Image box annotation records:
● ● ●
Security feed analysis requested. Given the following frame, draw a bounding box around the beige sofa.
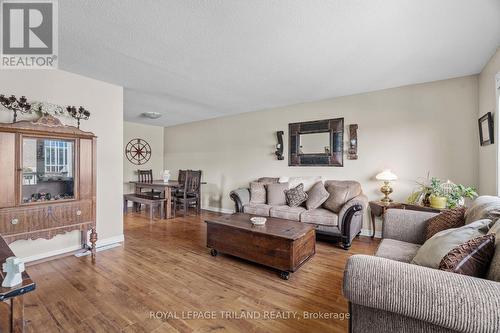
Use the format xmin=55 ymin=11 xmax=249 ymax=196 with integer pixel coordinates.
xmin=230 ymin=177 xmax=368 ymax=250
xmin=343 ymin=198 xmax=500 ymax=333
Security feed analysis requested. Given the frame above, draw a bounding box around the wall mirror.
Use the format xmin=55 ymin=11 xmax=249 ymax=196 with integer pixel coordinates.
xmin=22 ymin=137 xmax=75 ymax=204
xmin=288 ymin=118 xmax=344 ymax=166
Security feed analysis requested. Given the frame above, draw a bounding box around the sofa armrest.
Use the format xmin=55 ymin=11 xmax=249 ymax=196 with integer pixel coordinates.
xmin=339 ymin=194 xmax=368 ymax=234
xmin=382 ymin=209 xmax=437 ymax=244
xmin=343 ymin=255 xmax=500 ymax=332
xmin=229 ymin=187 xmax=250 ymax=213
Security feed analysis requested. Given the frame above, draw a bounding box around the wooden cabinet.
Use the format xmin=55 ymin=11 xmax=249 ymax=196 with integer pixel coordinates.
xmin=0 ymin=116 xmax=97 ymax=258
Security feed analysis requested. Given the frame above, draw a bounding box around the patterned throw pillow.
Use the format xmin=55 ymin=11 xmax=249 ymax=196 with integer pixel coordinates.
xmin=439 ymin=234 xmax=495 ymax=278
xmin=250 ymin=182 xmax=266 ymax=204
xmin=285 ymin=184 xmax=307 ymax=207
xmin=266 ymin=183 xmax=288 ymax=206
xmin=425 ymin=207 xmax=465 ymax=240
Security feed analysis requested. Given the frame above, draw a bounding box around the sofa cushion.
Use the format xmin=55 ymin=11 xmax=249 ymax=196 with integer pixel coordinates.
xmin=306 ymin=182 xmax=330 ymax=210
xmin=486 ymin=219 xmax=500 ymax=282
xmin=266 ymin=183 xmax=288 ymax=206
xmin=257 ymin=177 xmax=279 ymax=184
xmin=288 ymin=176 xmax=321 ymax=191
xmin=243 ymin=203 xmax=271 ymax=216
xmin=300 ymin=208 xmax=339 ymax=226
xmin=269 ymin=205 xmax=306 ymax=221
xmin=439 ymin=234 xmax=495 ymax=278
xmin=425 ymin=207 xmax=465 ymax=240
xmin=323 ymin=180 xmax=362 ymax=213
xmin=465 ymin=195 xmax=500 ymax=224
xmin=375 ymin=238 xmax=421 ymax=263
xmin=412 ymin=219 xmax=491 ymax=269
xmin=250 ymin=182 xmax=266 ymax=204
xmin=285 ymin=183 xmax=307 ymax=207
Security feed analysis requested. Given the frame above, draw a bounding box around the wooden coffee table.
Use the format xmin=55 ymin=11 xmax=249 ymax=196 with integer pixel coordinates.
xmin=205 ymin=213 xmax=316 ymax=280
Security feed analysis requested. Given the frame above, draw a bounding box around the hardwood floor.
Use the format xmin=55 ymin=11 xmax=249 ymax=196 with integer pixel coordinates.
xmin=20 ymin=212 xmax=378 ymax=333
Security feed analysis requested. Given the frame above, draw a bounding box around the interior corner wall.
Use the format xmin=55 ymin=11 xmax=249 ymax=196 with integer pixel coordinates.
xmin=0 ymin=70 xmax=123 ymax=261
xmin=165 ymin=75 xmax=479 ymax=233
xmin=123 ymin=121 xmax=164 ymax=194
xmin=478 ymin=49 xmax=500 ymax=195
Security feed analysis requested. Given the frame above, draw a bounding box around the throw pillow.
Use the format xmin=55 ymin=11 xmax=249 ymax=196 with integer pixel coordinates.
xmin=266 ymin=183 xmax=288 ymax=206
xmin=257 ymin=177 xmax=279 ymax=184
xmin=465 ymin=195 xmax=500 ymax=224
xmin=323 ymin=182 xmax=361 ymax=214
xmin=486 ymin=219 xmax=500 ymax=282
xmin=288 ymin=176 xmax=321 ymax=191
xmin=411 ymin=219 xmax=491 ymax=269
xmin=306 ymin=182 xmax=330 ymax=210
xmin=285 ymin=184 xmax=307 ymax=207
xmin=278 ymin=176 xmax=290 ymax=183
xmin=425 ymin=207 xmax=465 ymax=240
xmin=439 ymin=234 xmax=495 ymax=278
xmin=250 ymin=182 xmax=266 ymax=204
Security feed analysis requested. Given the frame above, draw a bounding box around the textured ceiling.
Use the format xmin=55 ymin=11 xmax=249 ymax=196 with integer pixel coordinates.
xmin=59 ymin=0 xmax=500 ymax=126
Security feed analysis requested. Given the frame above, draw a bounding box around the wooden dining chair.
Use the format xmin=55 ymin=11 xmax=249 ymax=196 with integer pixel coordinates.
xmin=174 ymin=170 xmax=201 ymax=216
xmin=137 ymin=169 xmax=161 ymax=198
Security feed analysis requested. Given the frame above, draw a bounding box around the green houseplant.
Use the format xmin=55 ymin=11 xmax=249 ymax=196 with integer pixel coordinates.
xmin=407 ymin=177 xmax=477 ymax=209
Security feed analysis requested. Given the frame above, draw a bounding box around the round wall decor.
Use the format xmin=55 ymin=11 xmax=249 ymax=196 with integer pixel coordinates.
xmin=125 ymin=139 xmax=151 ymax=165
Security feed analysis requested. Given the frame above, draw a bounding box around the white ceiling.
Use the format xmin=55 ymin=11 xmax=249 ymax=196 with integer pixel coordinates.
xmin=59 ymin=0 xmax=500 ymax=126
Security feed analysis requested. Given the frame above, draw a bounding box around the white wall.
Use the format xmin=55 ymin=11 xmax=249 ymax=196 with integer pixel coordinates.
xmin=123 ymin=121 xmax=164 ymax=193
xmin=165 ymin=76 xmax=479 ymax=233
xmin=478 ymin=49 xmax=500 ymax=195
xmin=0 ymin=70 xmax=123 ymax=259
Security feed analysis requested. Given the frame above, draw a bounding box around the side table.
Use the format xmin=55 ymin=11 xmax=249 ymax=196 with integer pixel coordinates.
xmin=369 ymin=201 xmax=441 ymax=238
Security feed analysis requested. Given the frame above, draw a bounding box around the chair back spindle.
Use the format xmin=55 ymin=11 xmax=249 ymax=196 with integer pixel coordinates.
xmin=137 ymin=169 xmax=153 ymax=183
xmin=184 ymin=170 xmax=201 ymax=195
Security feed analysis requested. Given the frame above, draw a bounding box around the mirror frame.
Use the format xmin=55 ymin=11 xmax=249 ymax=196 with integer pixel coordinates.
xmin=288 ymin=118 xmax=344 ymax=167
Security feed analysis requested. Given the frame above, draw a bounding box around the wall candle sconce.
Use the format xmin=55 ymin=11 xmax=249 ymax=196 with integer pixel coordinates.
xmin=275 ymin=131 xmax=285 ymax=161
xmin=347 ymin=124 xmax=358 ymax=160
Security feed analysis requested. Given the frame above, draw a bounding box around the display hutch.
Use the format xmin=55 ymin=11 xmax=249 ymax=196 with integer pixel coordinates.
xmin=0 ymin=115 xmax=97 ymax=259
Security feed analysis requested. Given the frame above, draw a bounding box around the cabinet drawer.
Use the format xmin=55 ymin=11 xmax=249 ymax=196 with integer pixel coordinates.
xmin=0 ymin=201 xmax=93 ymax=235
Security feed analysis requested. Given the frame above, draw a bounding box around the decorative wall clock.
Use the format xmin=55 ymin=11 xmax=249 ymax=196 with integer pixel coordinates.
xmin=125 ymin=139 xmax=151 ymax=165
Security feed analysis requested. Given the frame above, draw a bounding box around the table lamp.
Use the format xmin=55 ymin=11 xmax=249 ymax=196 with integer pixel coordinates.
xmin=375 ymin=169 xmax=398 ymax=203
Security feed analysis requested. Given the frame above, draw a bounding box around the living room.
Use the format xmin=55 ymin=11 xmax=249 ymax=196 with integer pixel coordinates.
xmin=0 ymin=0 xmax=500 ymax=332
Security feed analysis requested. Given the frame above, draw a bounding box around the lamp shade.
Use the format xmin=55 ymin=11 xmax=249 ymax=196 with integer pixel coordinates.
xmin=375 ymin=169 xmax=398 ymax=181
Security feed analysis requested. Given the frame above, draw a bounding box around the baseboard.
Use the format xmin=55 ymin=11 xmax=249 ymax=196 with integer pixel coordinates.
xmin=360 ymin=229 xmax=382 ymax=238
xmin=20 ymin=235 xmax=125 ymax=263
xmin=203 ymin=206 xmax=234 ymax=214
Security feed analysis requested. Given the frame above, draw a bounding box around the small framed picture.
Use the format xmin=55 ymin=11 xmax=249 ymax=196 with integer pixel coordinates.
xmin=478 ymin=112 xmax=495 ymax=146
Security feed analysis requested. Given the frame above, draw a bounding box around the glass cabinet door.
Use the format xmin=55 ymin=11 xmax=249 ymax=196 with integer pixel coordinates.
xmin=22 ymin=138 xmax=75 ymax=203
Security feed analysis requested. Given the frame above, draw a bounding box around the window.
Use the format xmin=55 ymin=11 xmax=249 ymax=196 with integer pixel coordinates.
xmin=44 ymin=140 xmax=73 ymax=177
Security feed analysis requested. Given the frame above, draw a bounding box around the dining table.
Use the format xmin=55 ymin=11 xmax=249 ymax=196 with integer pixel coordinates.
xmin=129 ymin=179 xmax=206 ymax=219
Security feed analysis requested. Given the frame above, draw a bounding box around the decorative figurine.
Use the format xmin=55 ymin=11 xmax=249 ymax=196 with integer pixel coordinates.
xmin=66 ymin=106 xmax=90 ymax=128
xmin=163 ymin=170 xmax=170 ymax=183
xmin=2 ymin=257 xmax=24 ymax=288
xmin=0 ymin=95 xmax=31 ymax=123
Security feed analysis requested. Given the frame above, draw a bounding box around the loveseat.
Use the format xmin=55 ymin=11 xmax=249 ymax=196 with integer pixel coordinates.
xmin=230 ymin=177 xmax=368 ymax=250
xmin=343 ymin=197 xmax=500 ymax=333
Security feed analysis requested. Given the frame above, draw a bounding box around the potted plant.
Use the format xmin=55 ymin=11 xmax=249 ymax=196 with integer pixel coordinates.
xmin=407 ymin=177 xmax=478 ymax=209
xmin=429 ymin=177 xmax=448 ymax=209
● ● ●
◆ Written exercise
Change "beige sofa" to "gray sofa" in the lines running from the start of the records through the line holding "xmin=343 ymin=198 xmax=500 ymax=333", inclusive, and give those lines back with nothing else altered. Leave the pictures out of your answer.

◆ Result below
Security feed analysis requested. Given the following frame, draw a bounding box around the gray sofa.
Use the format xmin=55 ymin=11 xmax=249 ymax=196 with integer pixel coordinates.
xmin=230 ymin=177 xmax=368 ymax=250
xmin=343 ymin=198 xmax=500 ymax=333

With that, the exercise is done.